Reading passage =>
Authorea

#Organism identification using 16S rRNA gene sequence
It is necessary to screen the 16S rDNA Sanger sequencing results for possible genome sequencing candidates. We recommend starting with BLAST results, then continuing onto the Genomes Online Database (GOLD). This is a large database containing most sequenced genomes and many ongoing sequencing projects. Sometimes the use of GOLD and an internet search will be sufficient to obtain information about the organism you have isolated. In many cases, it will be useful to build a phylogenetic tree to aid in identification, as the BLAST search results may not be sufficiently informative.

##BLAST 16S rDNA sequence
Begin by navigating to the Standard Nucleotide BLAST at NCBI: http://blast.ncbi.nlm.nih.gov/Blast.cgi?PROGRAM=blastn&PAGE_TYPE=BlastSearch&LINK_LOC=blasthome

Paste in your Sanger consensus sequence. We recommend checking the box to exclude Uncultured/environmental sample sequences, since these will not be informative for identification. Be sure the nucleotide collection (nr/nt) is selected under database and click the BLAST button.

Saved entries:
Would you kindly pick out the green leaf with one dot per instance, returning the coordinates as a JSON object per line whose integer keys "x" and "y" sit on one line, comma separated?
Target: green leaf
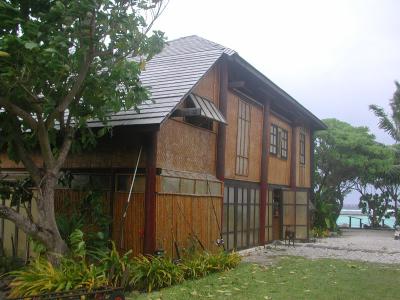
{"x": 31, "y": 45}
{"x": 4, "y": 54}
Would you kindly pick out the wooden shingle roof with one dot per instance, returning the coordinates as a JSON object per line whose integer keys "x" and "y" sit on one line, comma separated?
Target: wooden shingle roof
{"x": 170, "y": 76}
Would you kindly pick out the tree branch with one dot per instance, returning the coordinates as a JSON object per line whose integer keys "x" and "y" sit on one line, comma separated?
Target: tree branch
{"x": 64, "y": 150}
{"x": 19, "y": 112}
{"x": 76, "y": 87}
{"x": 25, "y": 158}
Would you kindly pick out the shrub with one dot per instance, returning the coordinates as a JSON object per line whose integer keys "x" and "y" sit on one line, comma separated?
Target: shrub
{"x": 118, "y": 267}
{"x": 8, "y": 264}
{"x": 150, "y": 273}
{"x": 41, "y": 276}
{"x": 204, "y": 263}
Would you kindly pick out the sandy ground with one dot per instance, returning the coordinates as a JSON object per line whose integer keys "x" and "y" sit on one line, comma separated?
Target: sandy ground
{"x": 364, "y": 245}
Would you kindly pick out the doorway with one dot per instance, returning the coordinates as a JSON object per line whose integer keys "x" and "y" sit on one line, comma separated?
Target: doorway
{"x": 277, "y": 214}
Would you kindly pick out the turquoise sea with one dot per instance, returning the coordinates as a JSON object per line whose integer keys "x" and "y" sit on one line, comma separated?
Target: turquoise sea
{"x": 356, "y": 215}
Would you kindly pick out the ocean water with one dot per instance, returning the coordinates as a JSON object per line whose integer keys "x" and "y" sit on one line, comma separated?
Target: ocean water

Problem to solve =>
Write down the part of the 16S rRNA identification text running from "Paste in your" down to "the BLAST button.", copying it word for word.

Output below =>
Paste in your Sanger consensus sequence. We recommend checking the box to exclude Uncultured/environmental sample sequences, since these will not be informative for identification. Be sure the nucleotide collection (nr/nt) is selected under database and click the BLAST button.